■ **Direction**: Reproduce all of the material exactly as shown.

--- Start Data records ---

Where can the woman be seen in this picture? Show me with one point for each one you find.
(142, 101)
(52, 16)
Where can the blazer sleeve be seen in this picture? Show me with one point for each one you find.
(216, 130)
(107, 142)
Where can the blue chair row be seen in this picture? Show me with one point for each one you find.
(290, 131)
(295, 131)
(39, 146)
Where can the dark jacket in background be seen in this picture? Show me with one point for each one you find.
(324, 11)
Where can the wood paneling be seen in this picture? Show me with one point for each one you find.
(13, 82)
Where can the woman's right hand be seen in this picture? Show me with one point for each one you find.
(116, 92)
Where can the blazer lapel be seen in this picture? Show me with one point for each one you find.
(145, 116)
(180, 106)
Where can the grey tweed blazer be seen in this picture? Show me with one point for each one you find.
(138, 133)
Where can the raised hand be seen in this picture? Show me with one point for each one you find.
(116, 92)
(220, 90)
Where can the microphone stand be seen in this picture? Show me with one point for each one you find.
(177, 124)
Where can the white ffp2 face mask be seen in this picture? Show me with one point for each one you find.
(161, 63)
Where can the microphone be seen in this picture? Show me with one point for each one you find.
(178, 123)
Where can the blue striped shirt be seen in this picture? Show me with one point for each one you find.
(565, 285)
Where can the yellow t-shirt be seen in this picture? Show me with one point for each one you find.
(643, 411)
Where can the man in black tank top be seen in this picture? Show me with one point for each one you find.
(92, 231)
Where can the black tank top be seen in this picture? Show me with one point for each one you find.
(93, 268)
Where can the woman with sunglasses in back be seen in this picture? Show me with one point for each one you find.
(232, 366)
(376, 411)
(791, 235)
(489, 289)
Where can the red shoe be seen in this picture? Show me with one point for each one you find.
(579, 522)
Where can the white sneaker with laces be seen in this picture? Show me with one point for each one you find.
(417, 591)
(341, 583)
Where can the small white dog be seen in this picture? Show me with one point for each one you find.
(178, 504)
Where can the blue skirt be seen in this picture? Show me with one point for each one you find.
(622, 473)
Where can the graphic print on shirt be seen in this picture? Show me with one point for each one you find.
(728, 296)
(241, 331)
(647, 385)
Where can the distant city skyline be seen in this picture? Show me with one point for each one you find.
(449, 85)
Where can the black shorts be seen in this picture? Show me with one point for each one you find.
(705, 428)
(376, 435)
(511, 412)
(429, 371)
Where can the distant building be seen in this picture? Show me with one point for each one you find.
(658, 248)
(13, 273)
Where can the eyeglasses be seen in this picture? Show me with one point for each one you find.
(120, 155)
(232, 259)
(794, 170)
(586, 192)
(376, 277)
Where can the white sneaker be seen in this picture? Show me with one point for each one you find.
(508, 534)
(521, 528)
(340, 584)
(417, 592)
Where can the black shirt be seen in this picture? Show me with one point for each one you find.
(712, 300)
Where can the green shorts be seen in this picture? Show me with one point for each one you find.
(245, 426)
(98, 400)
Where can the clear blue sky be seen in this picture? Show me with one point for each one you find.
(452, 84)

--- End Data records ---

■ **Reply**:
Where can the woman be seen in this picture? Show me with one point for each one you find.
(142, 101)
(52, 16)
Where can the blazer sleeve be seen in this picture? Show me with one point for each one you find.
(216, 130)
(107, 142)
Where can the blue chair row be seen in this picture? Show me with one point for each one you find.
(290, 131)
(295, 131)
(39, 146)
Where can the dark jacket in background be seen in this picture? Show me with one point for each one you find.
(324, 11)
Where can the wood paneling be seen in this picture? Show me with one point for each one you find.
(13, 82)
Where can the woman's right hand be seen in this picture? Show me with one point for each one you find.
(116, 92)
Where can the blazer lapel be seen in this picture? Show me with one point for each one you find.
(145, 116)
(180, 106)
Where can the grey tweed blazer be seen in this picture? Show me with one point for each one you find.
(138, 133)
Where can the raised hand be seen in this picture? Show me with one point for each one you find.
(116, 92)
(220, 90)
Where can the microphone stand be seen in this picture? Show me with one point for each one you find.
(177, 124)
Where can the white ffp2 face mask be seen in this picture? Show me with one point for each one you find.
(161, 63)
Where can the microphone be seen in this picture? Show me with one point for each one you find.
(178, 123)
Where can the blue striped shirt be seen in this picture? Show me with one point for each one you find.
(565, 285)
Where can the yellow t-shirt be seen in this picture? Show me with one point for each one you find.
(643, 411)
Where can the man in black tank top be seen in this picture? Show me with one point for each one you find.
(92, 231)
Where can the black tank top be seen in this picture? Show me with one point for each one you find.
(93, 268)
Where can the woman with sunglasses in back be seen in this picture? Show me with one point for each one you find.
(232, 366)
(376, 411)
(791, 235)
(489, 289)
Where can the red shoe be seen in this picture? Show me with one point for each one you find.
(579, 522)
Where can the white sneaker with laces be seen in this picture? Show me with one point for each one you find.
(417, 591)
(341, 583)
Where can the small white dog be seen in this picture? Show me with one point for each one you find.
(178, 504)
Where can the blue skirt be seen in this picture? Show me with one point for each one you find.
(622, 473)
Where can the graphic print on shirt be seen in this picture? Show me with one point for each one you find.
(728, 296)
(241, 331)
(647, 385)
Where can the distant city skyline be seen in this picture? Show me with one point for each one you find.
(449, 85)
Where can the black shorts be seen in this picture? Show me with one point for each one you find.
(705, 428)
(376, 435)
(511, 412)
(429, 371)
Where can the distant building be seen in this picture? Show me with one point for each one you find.
(658, 248)
(13, 273)
Where can the eyeglasses be seen in this picture? Show me with one point for each one you find.
(120, 155)
(232, 259)
(794, 170)
(586, 192)
(376, 277)
Where can the white sneaker be seen in this picture? Show me with one point for each one you find.
(508, 534)
(521, 528)
(340, 584)
(417, 592)
Where can the black shirt be seen in this picture? Show me with one point for each one you find.
(712, 300)
Where can the green shorts be seen in this picture? Show me with one point for each one you find.
(245, 426)
(98, 400)
Where can the clear blue sky be seen in this picture? Show me with one point for each one you find.
(452, 84)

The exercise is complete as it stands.